Directions for this task
List every row below that contains the word "shorts", copying each such row in full.

>> START Records shown

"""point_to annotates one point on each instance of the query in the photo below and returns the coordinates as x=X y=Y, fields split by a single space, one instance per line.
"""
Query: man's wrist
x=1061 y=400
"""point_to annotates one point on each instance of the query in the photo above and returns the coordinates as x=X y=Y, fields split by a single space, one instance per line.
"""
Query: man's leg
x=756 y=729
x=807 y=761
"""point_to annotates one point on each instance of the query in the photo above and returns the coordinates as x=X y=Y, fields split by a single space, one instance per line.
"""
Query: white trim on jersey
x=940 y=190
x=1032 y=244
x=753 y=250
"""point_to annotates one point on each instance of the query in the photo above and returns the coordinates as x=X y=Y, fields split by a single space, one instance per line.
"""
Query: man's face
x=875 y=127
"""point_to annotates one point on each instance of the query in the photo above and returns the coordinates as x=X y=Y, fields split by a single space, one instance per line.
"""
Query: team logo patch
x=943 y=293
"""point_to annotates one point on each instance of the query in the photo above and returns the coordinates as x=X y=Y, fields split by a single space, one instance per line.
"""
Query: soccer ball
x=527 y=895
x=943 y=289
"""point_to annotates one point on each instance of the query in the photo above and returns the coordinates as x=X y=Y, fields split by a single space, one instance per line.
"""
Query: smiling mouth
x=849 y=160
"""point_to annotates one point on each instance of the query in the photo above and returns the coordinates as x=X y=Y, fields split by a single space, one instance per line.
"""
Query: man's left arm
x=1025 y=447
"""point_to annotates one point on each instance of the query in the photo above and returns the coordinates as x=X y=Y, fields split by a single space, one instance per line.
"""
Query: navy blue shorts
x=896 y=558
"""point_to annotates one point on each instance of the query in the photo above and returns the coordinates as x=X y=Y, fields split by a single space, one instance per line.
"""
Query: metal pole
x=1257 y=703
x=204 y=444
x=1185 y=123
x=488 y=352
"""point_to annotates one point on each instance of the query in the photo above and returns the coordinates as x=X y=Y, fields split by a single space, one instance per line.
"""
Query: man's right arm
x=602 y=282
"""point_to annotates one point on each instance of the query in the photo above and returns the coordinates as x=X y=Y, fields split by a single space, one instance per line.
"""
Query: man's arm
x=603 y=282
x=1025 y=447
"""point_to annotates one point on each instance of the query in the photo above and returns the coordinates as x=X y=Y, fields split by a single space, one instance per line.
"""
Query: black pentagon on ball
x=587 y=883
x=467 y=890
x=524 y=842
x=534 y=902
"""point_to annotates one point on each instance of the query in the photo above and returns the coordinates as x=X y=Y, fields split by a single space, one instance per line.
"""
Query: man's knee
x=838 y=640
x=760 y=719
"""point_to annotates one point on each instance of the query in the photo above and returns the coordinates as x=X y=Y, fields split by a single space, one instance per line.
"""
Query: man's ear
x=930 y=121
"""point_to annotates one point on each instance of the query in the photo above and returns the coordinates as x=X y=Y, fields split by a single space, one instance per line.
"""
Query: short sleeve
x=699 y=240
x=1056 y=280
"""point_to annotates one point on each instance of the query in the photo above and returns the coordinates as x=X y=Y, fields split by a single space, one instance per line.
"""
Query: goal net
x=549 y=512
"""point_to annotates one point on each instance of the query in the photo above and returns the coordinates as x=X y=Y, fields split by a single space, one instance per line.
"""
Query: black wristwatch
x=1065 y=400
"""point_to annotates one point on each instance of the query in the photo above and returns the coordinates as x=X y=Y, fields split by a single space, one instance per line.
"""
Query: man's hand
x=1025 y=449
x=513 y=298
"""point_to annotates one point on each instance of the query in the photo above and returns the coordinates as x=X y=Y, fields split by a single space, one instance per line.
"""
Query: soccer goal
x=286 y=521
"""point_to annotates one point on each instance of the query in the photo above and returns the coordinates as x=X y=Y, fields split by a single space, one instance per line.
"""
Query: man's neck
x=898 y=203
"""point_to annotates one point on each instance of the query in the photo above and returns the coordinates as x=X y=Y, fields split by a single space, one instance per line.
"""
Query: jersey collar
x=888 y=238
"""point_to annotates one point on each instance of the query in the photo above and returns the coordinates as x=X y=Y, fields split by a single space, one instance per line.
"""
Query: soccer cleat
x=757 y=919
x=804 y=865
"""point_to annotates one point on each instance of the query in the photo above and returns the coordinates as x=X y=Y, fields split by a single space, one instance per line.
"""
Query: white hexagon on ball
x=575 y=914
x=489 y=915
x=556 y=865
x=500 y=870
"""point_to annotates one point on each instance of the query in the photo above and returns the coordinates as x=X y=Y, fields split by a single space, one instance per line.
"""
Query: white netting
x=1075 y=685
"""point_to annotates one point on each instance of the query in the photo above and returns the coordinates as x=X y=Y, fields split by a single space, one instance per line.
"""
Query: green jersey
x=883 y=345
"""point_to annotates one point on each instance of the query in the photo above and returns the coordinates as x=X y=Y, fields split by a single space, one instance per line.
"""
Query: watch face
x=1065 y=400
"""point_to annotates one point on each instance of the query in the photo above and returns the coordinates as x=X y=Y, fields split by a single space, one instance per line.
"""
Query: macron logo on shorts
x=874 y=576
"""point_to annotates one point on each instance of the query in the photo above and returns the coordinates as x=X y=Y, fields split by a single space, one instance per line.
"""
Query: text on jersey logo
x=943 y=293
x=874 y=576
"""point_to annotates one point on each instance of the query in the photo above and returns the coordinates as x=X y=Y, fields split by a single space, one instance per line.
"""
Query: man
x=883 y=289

>> END Records shown
>> START Records shown

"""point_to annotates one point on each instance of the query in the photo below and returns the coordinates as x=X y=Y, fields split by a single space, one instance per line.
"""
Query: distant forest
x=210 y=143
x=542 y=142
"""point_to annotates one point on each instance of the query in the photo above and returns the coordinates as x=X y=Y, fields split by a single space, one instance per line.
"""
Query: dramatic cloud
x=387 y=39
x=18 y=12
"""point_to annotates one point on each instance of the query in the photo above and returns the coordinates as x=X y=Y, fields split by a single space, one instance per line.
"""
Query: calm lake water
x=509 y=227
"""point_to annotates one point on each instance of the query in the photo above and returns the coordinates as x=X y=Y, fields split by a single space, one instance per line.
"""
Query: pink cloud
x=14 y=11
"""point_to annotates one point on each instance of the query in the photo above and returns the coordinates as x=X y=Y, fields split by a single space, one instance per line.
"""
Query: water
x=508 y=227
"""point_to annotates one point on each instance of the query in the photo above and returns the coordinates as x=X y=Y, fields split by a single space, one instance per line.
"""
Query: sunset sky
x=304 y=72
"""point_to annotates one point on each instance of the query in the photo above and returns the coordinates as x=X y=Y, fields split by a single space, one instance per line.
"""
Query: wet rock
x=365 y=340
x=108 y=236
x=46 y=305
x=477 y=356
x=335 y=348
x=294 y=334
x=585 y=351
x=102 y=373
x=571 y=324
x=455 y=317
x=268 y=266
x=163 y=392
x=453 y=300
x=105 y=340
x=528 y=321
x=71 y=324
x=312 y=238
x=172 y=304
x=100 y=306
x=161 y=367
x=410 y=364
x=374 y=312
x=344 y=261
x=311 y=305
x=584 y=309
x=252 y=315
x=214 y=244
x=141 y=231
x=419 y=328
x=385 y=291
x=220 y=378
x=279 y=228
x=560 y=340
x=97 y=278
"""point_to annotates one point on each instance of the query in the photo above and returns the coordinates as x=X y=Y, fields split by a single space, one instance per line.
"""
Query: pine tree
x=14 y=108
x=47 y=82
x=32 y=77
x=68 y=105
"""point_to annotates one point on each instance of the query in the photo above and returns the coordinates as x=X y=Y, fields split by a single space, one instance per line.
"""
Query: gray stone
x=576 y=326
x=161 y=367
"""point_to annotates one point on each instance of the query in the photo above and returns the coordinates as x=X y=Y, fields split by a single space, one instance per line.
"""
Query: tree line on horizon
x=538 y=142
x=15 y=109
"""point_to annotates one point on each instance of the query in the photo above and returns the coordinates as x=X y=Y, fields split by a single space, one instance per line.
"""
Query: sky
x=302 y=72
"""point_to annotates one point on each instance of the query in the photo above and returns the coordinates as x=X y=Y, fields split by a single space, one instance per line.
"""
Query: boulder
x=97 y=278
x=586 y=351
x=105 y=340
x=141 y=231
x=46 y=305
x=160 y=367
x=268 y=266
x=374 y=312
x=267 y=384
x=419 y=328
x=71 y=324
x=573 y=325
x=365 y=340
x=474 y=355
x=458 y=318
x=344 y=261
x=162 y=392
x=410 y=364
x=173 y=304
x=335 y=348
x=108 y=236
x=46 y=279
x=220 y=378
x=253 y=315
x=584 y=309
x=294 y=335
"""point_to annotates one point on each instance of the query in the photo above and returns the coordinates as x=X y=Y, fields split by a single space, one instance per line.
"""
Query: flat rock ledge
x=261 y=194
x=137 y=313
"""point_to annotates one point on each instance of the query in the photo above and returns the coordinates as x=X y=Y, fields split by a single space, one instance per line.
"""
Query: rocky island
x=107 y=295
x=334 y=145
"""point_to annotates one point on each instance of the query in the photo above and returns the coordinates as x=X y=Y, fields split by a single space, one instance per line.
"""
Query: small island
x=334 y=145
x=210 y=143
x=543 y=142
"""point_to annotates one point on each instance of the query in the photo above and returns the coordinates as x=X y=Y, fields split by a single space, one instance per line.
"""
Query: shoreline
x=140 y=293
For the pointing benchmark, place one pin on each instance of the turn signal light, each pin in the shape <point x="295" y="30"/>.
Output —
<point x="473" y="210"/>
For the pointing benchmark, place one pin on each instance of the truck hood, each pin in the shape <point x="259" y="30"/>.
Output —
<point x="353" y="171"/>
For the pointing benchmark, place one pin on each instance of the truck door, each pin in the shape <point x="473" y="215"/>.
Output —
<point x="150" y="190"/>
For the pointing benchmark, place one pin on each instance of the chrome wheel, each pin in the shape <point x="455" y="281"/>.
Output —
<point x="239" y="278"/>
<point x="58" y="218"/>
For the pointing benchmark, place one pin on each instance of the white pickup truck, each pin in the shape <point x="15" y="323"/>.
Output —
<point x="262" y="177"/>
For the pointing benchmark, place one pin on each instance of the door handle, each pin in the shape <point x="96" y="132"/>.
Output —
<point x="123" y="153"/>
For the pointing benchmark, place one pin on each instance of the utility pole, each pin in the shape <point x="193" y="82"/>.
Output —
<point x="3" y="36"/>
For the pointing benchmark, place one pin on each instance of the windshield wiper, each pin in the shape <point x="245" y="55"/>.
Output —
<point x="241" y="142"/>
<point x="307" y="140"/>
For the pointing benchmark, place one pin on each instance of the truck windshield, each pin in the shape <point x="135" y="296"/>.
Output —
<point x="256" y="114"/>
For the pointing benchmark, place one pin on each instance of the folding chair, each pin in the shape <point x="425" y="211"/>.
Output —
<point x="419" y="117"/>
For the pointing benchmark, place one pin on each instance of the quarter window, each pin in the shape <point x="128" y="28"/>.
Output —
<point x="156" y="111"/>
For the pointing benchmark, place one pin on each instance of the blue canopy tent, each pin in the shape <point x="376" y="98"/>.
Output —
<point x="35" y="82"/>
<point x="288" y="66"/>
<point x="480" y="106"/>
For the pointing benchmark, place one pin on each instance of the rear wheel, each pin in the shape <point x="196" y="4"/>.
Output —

>> END Records shown
>> START Records shown

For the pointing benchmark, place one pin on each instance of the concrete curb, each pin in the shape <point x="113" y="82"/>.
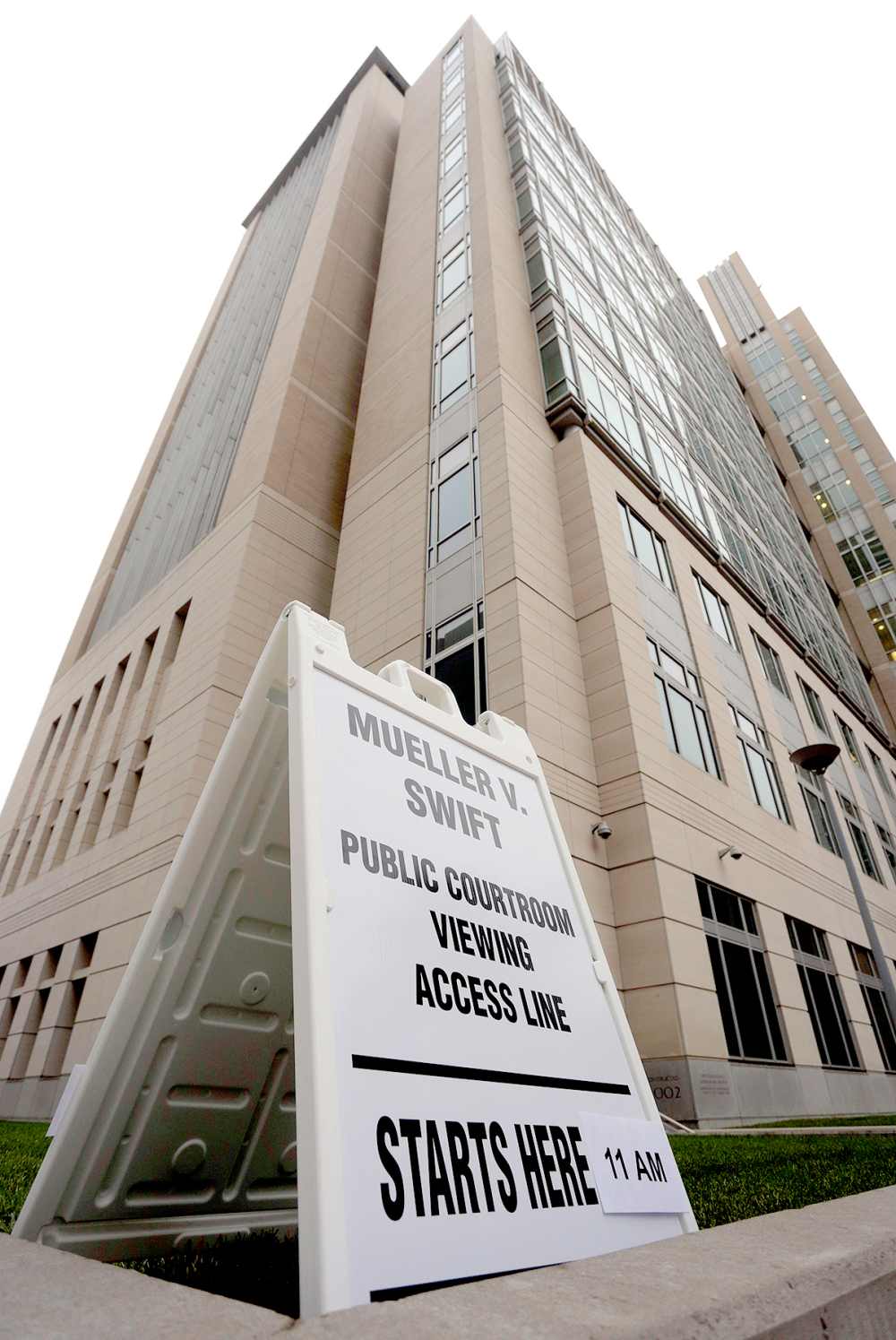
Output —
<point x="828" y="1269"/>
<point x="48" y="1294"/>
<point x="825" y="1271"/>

>> END Records shown

Exercise response
Query: navy blue shorts
Query: macron logo on shorts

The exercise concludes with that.